# Excerpt to read
Thursday, September 26, 2013

Long Days

I hear the whispers outside the room in which I'm sleeping.  They float through my subconscious even as my body pleads, No, no, no it's not time to wake up yet, please no.
"Mommy, can I wake Cakey up yet?"
"What time is it?"
"Almost 6."
"Okay, but be gentle."

Tap tap tap.  I feel her feather hand on my shoulder and crack my eyes open to see her smiling face.  "Hi, Sage," I whisper sleepily.  She grins and flings herself in for a hug while I try to pull myself upright.  She is so grown up in daylight hours, eloquent and mature, and achingly in between childhood and adolescence, but at 6 AM on Thursday mornings, she is my sweet warm buddy again, crawling into my lap and telling me in excited whispers about her school's hiking and overnight trip she's going on today and do I want oatmeal for breakfast and how was my clinical yesterday and should we wake up June so she can see me too?

Half an hour later, June is still not awake.  I sneak into her room, where she is splayed across her mattress, naked except for her wedgied pink underpants, blankets tangled about her feet.  I stroke her back softly, whisper, "Juney-Bee, wake up..."  She turns toward me blearily, her hair in her face.
"Mommy?" she asks.
"No, sweetie, it's Cakey."
"Cakey??!  Is it really you?"  Her sleepy eyes wide open now, she pushes her bangs away, sees it's really me and scrambles her hot little monkey body into my lap and wraps all four impossibly long limbs around my torso and squeezes till my eyes tear up.  She lays her head into my chest and sighs.  "I'm so happy you're here, Cakey.  I love you."
"I love you too, sweetness.  I'm so glad you're mine."

We eat oatmeal at the table and the chatter washes over me while I pour milk and slice apples and we talk about what to wear for school picture day and hiking trips and their mother, a former boss, and now a friend, smiles at me over their heads while I mouth, Thank you for all of this, and she only laughs and shakes her head and wraps me in another hug.

It's a long drive to Massachusetts every Wednesday afternoon for a clinical shift in a tiny community sexual health center whose two exam rooms are each big enough to touch all four walls while you stand in the middle.  I cram myself by the door while my midwife preceptor wedges herself behind the exam table and moves mountains for her patients and teaches them about birth control.  I leave with my face hurting from smiling and my stomach rumbling its emptiness.  I drive to the home of the only nanny family I still keep in touch with, where I bask in the light of being loved and needed and welcomed and family, even while I miss my own family so much it hurts.  I drive the two hours home, shower in a flurry, drive to work and prop my eyelids open for the rest of the day, momentarily panicking when I remember I have a midterm on Monday, a test on Tuesday, an assignment due Wednesday, and a mountain of work before clinical next week.

But today I got to wake up to my two favorite girls and for now that is more than enough.

# What you should do
Return, word for word, the stretch of the "Long Days" entry from "Tap tap tap.  I" through "see me too?".

# Listed records

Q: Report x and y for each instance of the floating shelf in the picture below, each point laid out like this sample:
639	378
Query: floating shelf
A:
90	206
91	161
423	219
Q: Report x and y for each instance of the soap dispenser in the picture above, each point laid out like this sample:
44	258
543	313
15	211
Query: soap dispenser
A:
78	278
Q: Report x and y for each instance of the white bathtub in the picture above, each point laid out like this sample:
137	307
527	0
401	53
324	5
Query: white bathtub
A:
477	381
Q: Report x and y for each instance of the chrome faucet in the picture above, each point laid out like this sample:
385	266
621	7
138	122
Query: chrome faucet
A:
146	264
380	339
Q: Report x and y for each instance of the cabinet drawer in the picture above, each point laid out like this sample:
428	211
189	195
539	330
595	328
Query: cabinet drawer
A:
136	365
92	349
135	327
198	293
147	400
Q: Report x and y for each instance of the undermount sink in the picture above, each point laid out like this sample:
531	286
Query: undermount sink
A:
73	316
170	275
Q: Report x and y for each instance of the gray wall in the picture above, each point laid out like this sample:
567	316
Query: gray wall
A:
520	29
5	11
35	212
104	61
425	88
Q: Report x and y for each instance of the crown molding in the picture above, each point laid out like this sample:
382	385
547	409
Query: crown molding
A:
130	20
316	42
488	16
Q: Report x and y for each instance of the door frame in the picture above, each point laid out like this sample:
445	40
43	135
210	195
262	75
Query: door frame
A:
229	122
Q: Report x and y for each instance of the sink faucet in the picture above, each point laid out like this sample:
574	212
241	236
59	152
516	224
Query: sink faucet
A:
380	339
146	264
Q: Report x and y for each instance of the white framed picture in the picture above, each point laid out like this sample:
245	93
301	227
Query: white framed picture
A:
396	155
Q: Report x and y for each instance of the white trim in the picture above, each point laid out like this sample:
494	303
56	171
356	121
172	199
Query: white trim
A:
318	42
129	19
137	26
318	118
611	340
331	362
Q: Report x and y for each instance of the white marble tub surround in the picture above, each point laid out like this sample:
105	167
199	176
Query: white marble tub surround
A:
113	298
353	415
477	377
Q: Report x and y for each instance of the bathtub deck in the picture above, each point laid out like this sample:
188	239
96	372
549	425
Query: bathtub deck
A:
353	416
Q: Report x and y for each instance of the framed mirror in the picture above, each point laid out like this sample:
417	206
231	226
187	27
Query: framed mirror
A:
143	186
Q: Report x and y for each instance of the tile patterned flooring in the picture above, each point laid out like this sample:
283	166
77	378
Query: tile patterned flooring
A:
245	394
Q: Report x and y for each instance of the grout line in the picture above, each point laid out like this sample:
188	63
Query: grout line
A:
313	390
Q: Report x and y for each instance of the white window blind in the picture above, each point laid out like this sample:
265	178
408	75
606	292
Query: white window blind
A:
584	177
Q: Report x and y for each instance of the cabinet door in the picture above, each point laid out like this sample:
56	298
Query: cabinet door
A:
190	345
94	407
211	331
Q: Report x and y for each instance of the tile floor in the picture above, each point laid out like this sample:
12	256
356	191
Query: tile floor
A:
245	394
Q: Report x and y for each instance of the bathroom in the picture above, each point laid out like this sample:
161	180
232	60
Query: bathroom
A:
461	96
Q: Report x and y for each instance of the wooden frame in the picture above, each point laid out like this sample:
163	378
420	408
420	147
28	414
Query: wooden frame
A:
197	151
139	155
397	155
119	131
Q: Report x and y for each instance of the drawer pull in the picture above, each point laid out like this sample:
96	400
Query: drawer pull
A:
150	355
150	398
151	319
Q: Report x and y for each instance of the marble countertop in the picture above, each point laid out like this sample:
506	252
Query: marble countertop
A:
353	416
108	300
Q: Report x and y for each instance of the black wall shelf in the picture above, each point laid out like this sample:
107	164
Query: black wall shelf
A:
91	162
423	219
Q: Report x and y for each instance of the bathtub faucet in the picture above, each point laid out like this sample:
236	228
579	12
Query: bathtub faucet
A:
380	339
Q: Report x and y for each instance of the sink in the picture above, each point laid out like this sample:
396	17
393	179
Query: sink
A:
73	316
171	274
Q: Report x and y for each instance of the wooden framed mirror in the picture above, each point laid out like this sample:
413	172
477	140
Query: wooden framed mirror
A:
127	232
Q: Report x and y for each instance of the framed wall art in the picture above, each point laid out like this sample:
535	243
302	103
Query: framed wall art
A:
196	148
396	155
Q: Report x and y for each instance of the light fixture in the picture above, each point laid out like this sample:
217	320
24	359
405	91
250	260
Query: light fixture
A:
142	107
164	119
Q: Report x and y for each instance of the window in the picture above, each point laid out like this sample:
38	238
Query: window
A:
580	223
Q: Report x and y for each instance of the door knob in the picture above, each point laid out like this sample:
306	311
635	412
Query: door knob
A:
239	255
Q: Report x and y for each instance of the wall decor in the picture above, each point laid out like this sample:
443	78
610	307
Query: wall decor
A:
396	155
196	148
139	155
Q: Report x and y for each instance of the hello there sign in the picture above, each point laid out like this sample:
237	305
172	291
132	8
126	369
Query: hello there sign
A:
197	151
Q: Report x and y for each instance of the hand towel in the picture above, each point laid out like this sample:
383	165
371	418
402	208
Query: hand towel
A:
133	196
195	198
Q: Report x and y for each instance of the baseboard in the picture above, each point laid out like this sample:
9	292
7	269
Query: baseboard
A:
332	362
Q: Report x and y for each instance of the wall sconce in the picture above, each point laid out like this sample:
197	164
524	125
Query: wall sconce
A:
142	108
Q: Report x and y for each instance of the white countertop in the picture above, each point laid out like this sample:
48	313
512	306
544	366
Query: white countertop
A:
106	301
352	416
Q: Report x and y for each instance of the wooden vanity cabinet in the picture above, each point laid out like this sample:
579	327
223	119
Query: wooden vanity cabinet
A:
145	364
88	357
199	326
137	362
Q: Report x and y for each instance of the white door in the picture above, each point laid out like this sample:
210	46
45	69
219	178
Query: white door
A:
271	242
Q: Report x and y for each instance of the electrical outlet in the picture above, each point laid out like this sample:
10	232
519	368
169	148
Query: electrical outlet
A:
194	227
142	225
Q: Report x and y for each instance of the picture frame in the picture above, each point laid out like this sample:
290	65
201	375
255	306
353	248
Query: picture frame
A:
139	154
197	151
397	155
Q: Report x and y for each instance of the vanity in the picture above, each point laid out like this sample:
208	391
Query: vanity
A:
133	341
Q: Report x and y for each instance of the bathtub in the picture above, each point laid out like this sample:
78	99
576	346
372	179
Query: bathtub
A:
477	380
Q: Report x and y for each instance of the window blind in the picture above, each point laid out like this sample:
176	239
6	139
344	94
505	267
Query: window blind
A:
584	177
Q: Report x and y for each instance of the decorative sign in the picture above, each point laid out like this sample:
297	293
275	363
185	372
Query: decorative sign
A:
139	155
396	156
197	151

# Written response
Tap tap tap.  I feel her feather hand on my shoulder and crack my eyes open to see her smiling face.  "Hi, Sage," I whisper sleepily.  She grins and flings herself in for a hug while I try to pull myself upright.  She is so grown up in daylight hours, eloquent and mature, and achingly in between childhood and adolescence, but at 6 AM on Thursday mornings, she is my sweet warm buddy again, crawling into my lap and telling me in excited whispers about her school's hiking and overnight trip she's going on today and do I want oatmeal for breakfast and how was my clinical yesterday and should we wake up June so she can see me too?